> Rows
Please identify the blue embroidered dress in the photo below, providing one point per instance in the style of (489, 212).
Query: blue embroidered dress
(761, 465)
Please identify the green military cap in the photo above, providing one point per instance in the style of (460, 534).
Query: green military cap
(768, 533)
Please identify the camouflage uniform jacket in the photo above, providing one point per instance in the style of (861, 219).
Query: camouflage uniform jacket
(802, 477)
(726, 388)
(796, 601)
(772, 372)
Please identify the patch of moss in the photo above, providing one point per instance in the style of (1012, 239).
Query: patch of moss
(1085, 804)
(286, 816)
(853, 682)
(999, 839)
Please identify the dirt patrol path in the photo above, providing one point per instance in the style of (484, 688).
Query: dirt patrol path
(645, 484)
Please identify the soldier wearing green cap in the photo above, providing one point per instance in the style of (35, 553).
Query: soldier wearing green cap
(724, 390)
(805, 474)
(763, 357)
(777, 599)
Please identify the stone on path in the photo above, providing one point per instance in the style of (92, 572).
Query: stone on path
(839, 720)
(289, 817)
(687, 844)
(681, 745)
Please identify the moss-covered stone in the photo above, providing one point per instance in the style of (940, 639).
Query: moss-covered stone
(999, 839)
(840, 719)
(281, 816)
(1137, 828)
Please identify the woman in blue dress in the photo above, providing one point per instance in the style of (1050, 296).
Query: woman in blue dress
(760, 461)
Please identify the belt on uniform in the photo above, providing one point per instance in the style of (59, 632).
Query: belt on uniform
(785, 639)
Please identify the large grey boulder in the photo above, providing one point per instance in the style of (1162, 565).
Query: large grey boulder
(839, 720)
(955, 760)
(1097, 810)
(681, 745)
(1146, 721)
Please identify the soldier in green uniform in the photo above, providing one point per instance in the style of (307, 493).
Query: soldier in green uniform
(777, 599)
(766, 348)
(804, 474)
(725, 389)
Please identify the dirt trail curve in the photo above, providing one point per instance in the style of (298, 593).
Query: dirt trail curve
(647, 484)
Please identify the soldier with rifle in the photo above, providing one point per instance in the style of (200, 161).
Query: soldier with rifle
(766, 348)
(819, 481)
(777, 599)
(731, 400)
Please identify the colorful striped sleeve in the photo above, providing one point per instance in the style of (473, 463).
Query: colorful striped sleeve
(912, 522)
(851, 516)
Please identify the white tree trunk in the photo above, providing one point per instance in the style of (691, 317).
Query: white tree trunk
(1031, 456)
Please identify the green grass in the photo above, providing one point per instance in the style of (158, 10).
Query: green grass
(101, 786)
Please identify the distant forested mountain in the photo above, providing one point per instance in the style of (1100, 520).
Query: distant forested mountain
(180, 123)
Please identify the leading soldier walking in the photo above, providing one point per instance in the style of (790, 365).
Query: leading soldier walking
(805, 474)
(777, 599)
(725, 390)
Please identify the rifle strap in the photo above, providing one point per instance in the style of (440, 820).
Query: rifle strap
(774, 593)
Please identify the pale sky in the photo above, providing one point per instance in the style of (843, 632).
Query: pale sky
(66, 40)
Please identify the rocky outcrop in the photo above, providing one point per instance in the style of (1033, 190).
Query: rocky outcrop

> Work to complete
Copy the records from the line containing "Please identify the colorful" through the end of the records, raising every answer coordinate by 136. Leave all other text and numbers as they are.

> Finished exercise
Please identify the colorful striped sleeve in the photo above, providing one point per instance in the style of (473, 463).
Query: colorful striped sleeve
(1048, 658)
(987, 652)
Please identify the white tree trunk in the photo above, providing one point per instance in the style of (691, 317).
Query: white tree trunk
(1167, 592)
Please identify the green grass in the photo above, providing one point per instance in the style of (158, 10).
Query: green grass
(237, 922)
Please identify the distant forested mountain in the photo above, providing one point per instance in the style of (1100, 520).
Query: distant forested mountain
(316, 259)
Please identify the leading soldier walking in the photo above, providing one point per instance in the style of (790, 365).
Query: leading soldier walking
(941, 610)
(913, 735)
(861, 526)
Please identify the rifle strap in the photo above, providing one point per instance in the style of (440, 820).
Query: rifle strap
(910, 729)
Please identify the pale sky in the photo above, providing one point per instance in the style of (843, 632).
Query: pale sky
(202, 176)
Please identify the rocky outcrop in the photo above, providing one point per instance in the style of (1033, 190).
Query: rocky outcrop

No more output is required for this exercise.